- _What you are asked to do_:
Lay out the items from the line containing "Locate the cardboard" through the end of the items as a two-column CSV headed instruction and points, with one row per item. Put each item's text and its answer in one quoted field apiece, turning line breaks into spaces.

- _Coordinate annotation items_:
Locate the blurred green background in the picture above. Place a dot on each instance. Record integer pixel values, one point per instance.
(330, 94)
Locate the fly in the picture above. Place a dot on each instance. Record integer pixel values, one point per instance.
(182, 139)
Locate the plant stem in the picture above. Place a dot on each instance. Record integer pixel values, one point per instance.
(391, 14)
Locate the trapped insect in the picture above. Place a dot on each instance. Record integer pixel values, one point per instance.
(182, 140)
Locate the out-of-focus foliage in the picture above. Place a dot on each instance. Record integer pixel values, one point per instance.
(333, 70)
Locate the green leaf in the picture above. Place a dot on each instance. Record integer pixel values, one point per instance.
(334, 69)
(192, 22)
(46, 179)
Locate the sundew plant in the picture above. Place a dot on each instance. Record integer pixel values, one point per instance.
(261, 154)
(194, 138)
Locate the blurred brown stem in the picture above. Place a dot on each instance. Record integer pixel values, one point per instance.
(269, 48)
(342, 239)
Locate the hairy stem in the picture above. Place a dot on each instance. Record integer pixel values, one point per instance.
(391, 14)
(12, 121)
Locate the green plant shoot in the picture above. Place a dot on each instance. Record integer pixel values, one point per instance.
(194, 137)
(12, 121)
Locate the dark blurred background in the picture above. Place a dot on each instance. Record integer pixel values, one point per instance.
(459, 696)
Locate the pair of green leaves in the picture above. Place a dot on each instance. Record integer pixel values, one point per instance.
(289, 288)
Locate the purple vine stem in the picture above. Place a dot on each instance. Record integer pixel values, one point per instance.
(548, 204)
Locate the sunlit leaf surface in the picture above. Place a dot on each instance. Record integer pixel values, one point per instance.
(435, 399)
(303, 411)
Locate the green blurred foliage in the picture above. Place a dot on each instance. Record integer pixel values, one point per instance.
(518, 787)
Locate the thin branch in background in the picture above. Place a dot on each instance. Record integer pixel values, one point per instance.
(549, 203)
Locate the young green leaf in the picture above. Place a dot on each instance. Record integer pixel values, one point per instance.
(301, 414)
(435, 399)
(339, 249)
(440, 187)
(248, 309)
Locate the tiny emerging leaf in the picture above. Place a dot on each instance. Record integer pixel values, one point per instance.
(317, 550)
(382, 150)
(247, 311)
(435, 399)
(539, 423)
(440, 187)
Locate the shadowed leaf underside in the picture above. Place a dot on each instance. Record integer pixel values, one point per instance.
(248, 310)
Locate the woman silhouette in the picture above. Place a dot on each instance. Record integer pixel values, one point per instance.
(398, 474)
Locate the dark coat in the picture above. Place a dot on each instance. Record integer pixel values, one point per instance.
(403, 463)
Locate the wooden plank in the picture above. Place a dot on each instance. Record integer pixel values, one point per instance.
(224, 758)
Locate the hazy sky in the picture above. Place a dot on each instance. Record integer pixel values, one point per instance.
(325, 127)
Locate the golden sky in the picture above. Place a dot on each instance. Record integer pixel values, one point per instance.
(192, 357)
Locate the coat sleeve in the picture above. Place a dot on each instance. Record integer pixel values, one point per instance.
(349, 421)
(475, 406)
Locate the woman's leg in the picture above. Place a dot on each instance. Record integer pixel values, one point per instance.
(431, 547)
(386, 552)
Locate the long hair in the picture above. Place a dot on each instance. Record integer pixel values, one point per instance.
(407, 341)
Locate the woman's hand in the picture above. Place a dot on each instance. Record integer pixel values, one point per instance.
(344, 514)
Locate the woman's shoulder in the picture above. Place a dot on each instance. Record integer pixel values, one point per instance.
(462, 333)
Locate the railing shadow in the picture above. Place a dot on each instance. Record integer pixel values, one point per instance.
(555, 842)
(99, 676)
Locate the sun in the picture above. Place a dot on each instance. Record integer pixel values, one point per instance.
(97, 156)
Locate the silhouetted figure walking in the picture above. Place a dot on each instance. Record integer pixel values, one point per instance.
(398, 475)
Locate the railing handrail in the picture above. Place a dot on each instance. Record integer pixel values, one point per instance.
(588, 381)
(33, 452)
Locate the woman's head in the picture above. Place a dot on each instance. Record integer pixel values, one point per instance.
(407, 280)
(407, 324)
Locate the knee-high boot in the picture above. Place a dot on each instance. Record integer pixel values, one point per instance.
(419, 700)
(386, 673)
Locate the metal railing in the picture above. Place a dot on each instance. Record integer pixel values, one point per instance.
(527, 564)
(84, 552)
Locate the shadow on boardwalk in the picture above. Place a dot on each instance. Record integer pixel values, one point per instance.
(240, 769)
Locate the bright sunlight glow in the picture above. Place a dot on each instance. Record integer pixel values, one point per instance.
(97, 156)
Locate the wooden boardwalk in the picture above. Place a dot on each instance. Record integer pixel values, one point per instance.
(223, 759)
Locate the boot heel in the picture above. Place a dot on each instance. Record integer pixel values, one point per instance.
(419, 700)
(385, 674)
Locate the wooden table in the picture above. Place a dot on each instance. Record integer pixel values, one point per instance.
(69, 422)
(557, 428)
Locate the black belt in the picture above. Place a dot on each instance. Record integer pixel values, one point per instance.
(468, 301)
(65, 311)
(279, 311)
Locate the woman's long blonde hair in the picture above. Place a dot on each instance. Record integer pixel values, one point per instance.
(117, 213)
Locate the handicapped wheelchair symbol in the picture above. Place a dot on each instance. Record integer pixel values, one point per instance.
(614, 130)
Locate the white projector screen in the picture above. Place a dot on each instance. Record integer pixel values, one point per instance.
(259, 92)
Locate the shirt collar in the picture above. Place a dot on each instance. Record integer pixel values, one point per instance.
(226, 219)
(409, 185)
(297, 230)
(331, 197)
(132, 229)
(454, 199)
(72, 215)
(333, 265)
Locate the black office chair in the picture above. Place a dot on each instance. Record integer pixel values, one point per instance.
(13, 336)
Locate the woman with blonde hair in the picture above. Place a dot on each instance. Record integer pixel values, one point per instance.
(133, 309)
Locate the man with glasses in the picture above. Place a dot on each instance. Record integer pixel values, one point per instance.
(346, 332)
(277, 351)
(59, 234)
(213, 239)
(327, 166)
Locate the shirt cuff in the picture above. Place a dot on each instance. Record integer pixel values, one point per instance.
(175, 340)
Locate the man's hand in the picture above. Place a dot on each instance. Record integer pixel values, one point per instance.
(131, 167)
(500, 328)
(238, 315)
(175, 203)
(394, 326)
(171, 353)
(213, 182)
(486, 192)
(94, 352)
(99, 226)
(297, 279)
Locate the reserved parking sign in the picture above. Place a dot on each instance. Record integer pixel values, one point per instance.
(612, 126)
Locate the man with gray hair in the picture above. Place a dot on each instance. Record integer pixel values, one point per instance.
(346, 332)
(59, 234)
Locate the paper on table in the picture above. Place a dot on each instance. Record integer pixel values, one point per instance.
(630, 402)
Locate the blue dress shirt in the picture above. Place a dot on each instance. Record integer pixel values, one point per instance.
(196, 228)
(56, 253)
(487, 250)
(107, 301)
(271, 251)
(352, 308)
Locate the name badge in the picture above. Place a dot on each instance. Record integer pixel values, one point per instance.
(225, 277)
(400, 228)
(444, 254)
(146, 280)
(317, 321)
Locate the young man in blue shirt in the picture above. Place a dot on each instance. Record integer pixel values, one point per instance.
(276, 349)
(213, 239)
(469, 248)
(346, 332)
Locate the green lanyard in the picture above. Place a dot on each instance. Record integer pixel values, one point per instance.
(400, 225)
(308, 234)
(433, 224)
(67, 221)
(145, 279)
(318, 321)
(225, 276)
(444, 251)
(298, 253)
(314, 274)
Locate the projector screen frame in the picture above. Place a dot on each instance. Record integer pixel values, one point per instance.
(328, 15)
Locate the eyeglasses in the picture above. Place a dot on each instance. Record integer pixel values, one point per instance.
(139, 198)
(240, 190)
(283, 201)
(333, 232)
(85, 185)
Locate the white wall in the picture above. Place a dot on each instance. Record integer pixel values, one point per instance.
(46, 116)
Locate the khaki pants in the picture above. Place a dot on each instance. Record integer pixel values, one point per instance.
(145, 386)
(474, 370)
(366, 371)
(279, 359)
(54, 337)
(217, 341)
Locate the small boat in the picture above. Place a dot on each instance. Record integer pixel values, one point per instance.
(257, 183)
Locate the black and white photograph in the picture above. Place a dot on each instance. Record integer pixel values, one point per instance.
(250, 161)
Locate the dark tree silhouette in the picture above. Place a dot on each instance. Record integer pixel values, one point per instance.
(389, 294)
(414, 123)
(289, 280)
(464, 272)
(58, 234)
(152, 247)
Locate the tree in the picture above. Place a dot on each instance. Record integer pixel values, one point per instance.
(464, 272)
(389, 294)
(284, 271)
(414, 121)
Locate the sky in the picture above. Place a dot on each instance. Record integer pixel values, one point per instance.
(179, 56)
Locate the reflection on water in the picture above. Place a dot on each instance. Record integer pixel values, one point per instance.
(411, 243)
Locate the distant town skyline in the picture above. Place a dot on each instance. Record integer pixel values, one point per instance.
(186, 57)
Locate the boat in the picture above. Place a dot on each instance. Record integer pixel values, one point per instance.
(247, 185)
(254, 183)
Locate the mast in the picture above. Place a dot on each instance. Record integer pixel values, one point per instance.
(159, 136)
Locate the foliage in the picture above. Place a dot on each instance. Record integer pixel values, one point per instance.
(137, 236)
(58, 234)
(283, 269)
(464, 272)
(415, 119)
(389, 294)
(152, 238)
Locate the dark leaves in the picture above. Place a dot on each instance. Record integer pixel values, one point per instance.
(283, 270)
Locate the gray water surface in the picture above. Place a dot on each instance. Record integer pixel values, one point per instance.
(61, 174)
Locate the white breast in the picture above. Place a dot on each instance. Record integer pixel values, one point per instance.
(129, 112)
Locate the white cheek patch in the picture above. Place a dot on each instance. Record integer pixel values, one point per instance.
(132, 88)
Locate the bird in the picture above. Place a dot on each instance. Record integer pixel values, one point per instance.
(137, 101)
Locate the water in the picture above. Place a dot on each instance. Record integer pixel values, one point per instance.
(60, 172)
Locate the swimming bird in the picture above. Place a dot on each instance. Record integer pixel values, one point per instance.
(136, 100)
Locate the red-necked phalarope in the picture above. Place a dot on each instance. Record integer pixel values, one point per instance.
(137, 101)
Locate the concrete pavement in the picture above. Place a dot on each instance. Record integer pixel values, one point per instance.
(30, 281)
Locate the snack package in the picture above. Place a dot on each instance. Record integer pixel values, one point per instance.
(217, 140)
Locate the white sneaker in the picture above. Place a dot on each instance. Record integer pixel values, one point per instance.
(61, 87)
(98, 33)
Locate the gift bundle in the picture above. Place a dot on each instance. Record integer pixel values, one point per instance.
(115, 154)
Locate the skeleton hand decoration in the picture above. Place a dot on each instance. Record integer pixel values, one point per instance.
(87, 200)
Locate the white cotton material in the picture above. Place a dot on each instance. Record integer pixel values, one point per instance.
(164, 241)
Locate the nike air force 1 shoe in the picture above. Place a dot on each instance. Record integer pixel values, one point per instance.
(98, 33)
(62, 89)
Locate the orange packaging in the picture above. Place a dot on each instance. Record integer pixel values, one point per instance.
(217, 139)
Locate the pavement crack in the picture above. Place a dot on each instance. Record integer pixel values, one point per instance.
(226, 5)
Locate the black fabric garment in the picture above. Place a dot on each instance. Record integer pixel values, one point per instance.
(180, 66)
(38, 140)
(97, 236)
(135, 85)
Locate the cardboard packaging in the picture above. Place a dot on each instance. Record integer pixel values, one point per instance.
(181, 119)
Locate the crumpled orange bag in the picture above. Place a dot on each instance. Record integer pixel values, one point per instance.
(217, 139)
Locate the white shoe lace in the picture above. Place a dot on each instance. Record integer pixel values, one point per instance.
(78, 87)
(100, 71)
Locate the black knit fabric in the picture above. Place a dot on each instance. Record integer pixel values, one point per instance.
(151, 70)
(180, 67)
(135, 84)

- _Solved problem_:
instruction,points
"Locate the cardboard packaging in the picture above. Place a dot on each instance. Record integer pixel values, one point per instance.","(181, 119)"
"Locate the crumpled orange bag in the picture above. Place a dot on each instance. Record integer pixel values, one point per instance.","(217, 139)"
"Locate the white shoe lace in the picture above. Place a dot on each instance. Record integer pixel values, one point per instance.","(78, 87) (100, 71)"
"Locate the black knit fabric in the picture above. Place a dot on each instance. Record integer pixel values, one point per instance.","(151, 70) (180, 67) (135, 84)"